═════ AVAILABLE RECORDS
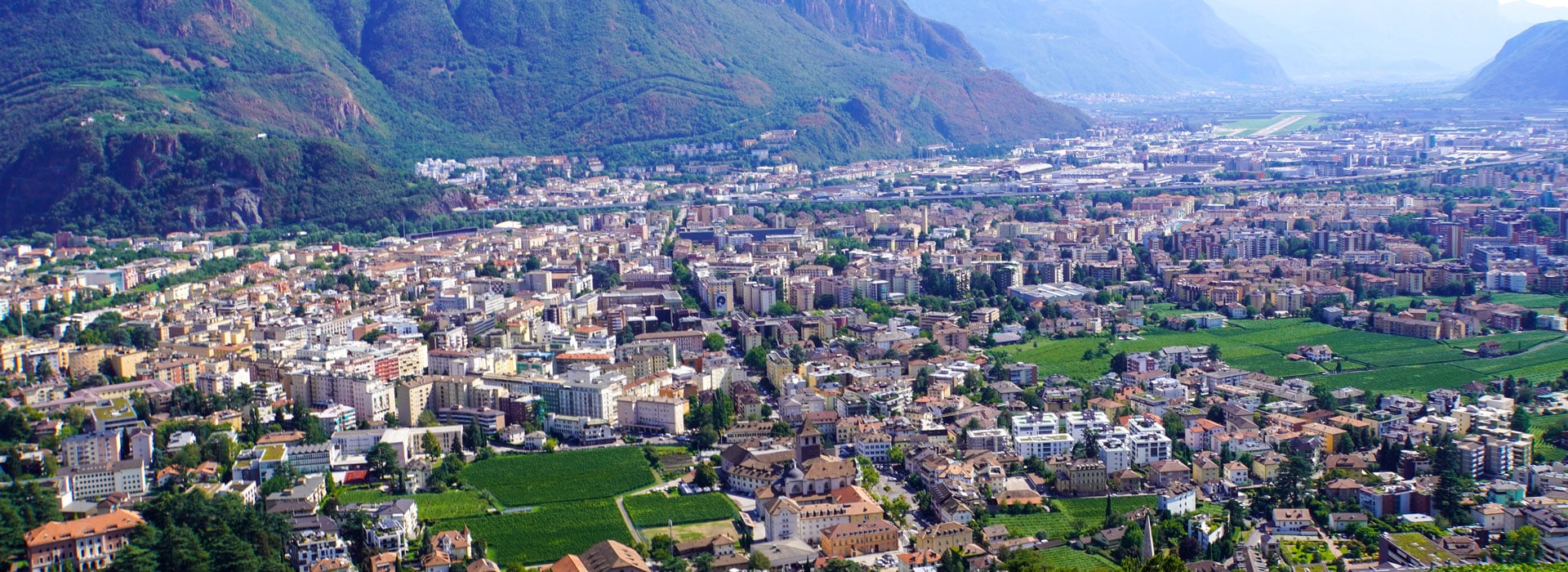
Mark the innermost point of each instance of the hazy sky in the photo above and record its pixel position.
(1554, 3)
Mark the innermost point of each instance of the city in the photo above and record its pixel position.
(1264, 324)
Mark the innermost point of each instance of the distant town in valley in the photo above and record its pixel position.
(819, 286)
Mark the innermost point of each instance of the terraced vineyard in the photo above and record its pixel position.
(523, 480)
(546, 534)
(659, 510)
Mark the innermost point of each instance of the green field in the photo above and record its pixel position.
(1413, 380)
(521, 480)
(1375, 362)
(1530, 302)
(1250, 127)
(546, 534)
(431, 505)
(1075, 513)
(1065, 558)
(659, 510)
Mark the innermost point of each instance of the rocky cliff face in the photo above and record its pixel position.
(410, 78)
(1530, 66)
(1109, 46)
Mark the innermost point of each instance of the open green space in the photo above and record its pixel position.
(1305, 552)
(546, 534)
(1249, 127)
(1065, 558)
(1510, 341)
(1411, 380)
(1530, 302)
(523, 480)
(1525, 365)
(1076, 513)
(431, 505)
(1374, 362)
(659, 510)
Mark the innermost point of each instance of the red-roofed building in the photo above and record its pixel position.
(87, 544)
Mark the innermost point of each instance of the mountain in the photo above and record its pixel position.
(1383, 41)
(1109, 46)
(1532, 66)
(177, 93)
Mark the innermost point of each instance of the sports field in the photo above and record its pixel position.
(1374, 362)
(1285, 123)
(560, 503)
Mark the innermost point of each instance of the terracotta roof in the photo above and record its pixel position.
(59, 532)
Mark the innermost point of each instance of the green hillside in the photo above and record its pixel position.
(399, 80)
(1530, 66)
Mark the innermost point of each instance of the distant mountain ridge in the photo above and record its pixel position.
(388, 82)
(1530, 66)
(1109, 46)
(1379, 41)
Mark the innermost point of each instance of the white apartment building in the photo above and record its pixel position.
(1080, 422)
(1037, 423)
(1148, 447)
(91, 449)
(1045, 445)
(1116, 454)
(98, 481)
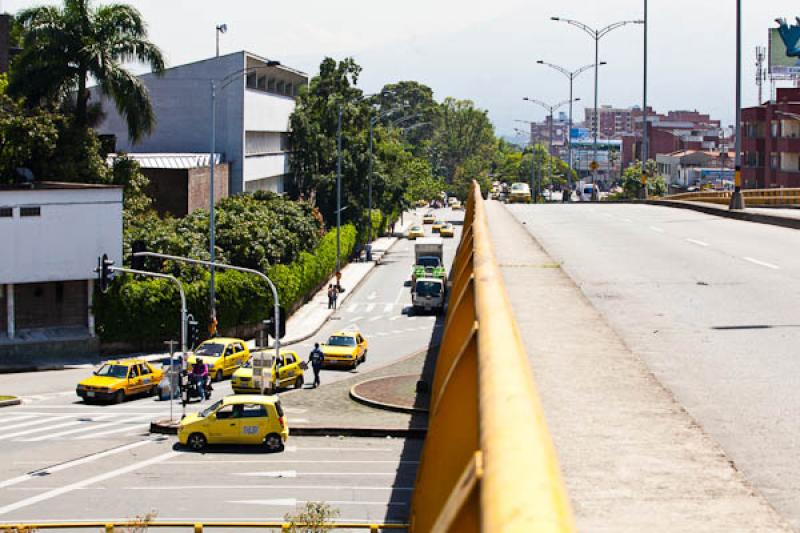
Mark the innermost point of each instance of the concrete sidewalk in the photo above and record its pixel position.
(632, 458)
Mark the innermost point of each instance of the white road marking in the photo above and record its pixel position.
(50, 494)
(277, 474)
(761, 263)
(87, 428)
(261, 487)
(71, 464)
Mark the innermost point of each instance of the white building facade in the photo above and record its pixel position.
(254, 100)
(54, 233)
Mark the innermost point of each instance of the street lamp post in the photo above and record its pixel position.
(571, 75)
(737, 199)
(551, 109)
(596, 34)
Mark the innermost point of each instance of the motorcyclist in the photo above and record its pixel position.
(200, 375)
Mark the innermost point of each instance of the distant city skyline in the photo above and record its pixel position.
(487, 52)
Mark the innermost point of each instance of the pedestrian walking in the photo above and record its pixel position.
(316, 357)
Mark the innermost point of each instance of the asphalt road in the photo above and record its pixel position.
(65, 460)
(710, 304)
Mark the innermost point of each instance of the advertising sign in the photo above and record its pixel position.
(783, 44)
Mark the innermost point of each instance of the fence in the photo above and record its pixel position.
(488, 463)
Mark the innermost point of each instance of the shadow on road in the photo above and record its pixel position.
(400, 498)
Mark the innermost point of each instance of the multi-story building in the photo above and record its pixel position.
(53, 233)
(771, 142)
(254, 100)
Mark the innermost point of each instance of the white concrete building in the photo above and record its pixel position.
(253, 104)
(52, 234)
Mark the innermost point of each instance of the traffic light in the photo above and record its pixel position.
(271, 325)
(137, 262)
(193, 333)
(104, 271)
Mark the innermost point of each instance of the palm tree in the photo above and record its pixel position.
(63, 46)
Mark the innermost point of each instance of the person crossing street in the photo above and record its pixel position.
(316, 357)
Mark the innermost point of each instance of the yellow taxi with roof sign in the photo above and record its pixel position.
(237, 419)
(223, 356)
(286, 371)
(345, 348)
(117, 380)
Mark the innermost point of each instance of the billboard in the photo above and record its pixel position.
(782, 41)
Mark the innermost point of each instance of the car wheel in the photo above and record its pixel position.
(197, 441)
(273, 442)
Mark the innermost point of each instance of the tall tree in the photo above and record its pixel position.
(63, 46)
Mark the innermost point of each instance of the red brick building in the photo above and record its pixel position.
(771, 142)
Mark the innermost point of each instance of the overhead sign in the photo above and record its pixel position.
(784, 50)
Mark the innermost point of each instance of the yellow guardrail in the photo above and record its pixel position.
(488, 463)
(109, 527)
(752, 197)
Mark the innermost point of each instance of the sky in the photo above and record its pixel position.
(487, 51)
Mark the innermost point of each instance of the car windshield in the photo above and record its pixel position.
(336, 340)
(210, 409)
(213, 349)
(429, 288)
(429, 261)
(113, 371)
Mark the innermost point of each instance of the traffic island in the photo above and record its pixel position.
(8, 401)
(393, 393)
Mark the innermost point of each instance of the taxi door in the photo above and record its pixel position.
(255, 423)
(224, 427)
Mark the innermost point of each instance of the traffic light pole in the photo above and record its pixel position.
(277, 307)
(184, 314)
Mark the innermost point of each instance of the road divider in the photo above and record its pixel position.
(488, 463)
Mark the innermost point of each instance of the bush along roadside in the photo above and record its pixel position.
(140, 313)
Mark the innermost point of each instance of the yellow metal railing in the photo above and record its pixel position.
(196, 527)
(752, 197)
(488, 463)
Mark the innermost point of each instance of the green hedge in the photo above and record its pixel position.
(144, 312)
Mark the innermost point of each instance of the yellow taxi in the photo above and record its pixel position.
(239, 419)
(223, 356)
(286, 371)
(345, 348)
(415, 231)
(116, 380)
══════════
═════ AVAILABLE RECORDS
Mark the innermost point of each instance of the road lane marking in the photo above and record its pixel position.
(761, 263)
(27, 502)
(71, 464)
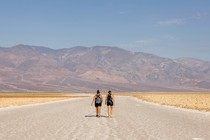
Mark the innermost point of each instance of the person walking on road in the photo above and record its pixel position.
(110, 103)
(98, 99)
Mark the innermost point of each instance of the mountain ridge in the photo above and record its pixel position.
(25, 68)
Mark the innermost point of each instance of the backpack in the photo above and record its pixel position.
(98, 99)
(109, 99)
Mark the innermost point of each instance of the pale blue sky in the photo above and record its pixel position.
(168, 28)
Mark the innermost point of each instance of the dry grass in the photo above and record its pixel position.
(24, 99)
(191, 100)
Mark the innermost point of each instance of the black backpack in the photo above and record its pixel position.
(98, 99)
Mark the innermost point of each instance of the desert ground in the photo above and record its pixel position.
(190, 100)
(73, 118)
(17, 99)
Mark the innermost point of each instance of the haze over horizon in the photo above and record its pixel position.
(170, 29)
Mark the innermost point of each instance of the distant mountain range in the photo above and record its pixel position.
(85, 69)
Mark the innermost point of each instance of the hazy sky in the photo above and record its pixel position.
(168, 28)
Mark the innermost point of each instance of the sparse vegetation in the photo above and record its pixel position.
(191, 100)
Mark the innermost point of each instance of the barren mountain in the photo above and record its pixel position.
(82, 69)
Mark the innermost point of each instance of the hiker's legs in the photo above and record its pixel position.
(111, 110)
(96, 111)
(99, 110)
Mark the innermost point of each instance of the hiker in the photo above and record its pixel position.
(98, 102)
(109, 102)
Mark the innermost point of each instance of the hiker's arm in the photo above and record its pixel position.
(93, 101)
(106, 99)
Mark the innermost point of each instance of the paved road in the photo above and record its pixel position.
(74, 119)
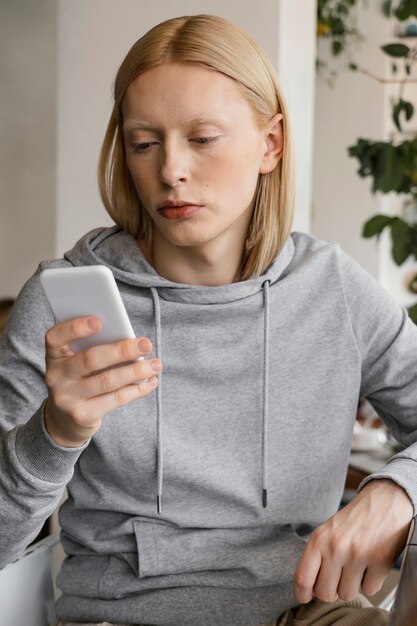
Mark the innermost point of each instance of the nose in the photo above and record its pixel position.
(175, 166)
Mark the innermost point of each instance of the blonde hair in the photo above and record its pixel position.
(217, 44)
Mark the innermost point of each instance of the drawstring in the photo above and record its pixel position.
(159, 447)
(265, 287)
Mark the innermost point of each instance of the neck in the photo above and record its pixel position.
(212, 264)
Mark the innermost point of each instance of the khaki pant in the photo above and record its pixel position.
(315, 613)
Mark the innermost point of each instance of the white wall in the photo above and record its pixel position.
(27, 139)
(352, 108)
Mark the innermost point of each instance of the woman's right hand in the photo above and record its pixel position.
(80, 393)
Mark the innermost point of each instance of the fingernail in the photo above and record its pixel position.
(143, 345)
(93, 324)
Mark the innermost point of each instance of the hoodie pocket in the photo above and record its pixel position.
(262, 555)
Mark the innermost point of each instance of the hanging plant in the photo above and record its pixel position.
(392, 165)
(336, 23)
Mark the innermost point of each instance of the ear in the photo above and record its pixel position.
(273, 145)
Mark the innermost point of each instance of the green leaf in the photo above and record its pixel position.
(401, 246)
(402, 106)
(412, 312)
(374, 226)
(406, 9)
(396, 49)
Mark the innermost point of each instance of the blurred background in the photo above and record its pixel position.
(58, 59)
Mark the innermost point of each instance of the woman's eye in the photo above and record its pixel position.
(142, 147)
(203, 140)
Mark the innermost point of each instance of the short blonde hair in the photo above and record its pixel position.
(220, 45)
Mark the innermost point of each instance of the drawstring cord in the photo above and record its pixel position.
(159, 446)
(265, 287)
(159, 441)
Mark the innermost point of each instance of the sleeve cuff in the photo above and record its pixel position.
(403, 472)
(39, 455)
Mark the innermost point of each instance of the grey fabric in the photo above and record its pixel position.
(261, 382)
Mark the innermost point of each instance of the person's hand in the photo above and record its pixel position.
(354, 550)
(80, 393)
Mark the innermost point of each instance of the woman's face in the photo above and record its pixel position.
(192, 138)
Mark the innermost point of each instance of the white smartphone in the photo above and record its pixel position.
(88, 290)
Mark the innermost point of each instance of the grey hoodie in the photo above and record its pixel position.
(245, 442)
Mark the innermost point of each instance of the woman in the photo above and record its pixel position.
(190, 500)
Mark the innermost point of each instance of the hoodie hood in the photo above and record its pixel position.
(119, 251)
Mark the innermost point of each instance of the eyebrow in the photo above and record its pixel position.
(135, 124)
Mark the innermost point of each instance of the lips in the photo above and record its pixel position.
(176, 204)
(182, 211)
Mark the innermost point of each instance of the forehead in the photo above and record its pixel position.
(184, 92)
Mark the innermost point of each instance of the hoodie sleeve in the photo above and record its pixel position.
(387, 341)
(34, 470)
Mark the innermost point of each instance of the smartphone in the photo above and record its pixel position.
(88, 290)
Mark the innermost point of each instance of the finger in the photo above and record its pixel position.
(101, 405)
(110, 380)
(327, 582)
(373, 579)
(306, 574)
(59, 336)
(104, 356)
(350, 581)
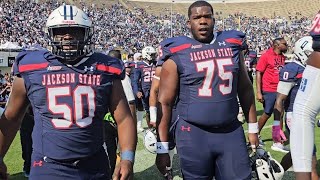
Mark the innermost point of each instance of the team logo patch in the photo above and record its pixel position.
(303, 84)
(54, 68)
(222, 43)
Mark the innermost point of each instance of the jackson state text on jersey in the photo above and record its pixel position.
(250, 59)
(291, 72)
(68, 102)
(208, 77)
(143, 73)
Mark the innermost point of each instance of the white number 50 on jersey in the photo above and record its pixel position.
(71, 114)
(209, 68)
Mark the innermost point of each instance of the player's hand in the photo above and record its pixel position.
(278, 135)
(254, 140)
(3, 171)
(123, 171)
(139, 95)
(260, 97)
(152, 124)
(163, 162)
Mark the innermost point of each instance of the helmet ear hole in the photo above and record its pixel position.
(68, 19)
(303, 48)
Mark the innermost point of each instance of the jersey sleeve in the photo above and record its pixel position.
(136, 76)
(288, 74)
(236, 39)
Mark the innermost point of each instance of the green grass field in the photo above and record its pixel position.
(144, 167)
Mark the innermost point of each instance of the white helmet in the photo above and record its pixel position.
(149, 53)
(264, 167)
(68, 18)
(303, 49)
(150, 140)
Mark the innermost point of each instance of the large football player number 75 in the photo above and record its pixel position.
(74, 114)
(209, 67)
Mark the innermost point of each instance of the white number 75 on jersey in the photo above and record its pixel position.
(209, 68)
══════════
TASK TO CARRY OUT —
Count the lines in the entries above that contain the word "mountain", and give only that number.

RESULT OF THE EXERCISE —
5